<<<<
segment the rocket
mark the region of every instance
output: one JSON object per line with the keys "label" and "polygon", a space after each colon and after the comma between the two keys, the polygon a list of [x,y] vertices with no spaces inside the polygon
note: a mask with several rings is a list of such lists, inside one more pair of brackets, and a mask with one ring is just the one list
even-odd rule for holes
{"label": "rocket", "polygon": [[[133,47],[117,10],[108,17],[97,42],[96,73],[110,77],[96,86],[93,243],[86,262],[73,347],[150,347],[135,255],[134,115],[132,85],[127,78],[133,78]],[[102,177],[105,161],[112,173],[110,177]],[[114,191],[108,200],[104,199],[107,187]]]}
>>>>
Extract every line of the material above that contains the string "list".

[WORKED SOLUTION]:
output: one JSON object per line with the keys "label" and "polygon", a space after each colon and after the comma between the two keys, the polygon a list of [x,y] vertices with no spaces inside the polygon
note: a mask with several rings is a list of such lists, inside one more pair of brackets, and a mask with one ring is just the one list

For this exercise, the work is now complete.